Required tasks:
- 1) In the Sharks and Minnows post below, rewrite the passage from "Actually, the sequence" to "I see them.", substituting "French" for "Spanish".
- 2) Answer these questions about the Sharks and Minnows post below:
(a) Whose toddler is Michael?
(b) What stood in the center of the deep end of the pool?
(c) Who became the shark at the start of the next game?

Sharks and Minnows
It's interesting sometimes the connections and leaps that your mind makes when you spend a lot of time alone with your own thoughts. Yesterday's train of thought while driving to work started with Michael, Tracie and Jim Cleek's toddler, and ended with reminiscing about swimming underwater as a type of exercise.
Actually, the sequence started with something before Michael, but I don't recall what it was. I just remember thinking about Michael and the Cleek's visit last Sunday. During that visit I had asked Tracie how Michael's Spanish was doing (his day care provider is Hispanic). One of the things she said in response was that she thinks sometimes when they think Michael is babbling, he's really speaking in Spanish and they just can't understand him. This led to thinking about what Spanish phrases I knew and could say the next time I see them.
That led to thinking about the phrase "Marco Polo", which comes from a game normally played in a swimming pool. I spent lots and lots and lots of time playing Marco Polo as a kid, when I spent all my summers at the pool (which leads to all sorts of separate tangents that I'm not going to go at this time). This led to thinking about the Summer when the big game my gang at the pool played was "Sharks and Minnows".
We took over the deep end of the pool when we played. The pool itself was one big rectangle, and the deep end had a standard springboard in the center of that end of the pool. The game started with the "Shark" (basically the player who was "it" for that game) on the diving board, and the rest of us, the "Minnows", on one side. To start, the shark would run off the end of the board, either jumping or diving in. As soon as the shark hit the water, the rest of us dove in from the side and swam to other side as fast as we could. The shark then tried to get the Minnows, by one of two ways: if the minnow was swimming on the surface, all the shark had to do was touch them; if the minnow was swimming underwater, then the shark had to grab them and bring them to the surface. Once tagged, the minnow became a shark. The minnows who made it safely to the other side would get out of the pool and wait until either every minnow was safe or had been turned into a shark. All the sharks would then line up in the middle of the pool, treading water, the original shark would say go, and all the remaining minnows would dive in and try to get safely back to the other side. This would continue until all minnows had been caught. Whichever minnow the shark had caught first would be the shark at the beginning of the next game.

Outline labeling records
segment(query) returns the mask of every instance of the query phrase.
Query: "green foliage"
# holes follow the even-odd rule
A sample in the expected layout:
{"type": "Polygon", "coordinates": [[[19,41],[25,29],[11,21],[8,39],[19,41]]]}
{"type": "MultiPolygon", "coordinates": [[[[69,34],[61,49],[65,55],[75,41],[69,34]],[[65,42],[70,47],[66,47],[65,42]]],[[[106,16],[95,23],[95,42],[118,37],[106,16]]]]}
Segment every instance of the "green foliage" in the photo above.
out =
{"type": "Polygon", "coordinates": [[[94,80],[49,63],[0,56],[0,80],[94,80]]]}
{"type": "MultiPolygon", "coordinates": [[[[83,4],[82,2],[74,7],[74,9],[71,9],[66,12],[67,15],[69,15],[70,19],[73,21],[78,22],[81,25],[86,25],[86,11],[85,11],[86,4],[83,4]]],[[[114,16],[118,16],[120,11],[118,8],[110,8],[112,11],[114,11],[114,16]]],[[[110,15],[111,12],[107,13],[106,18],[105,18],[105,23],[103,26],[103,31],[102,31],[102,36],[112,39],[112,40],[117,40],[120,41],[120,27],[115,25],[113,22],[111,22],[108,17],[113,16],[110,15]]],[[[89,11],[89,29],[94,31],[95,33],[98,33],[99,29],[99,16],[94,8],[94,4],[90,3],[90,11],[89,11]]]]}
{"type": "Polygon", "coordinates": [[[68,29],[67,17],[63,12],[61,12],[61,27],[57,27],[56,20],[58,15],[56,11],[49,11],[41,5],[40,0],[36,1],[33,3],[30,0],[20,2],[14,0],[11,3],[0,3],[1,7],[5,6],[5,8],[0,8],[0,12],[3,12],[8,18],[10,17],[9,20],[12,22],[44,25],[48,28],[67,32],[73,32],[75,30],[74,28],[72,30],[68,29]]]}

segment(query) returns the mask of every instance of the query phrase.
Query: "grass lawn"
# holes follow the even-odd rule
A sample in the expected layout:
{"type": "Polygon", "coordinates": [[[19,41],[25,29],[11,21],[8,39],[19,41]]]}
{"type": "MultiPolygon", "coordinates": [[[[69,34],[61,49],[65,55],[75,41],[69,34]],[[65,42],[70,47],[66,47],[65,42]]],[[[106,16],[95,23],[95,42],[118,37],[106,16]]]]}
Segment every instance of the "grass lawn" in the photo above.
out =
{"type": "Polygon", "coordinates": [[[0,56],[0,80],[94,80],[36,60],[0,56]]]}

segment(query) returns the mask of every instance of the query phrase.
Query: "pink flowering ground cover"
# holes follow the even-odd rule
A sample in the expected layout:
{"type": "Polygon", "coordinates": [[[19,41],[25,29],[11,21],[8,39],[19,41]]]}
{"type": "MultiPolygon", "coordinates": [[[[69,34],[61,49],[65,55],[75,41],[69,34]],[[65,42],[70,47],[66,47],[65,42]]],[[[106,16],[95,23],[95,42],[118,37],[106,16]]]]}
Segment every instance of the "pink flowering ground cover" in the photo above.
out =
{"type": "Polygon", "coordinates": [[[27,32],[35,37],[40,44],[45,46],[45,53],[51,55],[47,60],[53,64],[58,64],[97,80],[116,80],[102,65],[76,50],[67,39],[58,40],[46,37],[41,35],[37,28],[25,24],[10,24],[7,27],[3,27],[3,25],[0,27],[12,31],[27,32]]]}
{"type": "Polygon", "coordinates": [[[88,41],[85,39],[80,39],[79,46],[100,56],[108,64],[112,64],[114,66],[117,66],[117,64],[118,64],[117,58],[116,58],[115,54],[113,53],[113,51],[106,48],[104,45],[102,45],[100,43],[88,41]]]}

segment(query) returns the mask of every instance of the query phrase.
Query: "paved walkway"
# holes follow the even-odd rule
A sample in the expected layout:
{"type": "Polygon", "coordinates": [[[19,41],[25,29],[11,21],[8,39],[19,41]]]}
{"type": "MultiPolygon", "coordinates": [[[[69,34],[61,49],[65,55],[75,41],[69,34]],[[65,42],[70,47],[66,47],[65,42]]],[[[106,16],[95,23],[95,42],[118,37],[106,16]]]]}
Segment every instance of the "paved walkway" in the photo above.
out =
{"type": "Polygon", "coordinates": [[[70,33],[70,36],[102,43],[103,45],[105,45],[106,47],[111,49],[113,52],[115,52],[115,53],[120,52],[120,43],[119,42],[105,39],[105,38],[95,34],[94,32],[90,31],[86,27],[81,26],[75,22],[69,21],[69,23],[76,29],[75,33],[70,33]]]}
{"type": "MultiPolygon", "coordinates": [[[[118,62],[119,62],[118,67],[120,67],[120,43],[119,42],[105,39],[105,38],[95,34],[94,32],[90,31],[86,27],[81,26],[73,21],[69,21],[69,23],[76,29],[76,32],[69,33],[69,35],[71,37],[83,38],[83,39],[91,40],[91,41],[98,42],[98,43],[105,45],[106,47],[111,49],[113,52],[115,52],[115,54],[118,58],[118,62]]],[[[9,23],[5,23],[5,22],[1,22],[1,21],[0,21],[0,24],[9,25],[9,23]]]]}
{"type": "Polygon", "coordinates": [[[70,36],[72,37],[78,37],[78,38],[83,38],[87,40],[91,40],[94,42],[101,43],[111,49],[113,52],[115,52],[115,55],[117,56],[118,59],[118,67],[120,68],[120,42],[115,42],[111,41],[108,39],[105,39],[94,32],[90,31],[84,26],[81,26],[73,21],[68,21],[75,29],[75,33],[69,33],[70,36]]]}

Task solutions:
- 1)
Actually, the sequence started with something before Michael, but I don't recall what it was. I just remember thinking about Michael and the Cleek's visit last Sunday. During that visit I had asked Tracie how Michael's French was doing (his day care provider is Hispanic). One of the things she said in response was that she thinks sometimes when they think Michael is babbling, he's really speaking in French and they just can't understand him. This led to thinking about what French phrases I knew and could say the next time I see them.

- 2)
(a) Tracie and Jim Cleek's.
(b) A standard springboard.
(c) Whichever minnow the shark had caught first.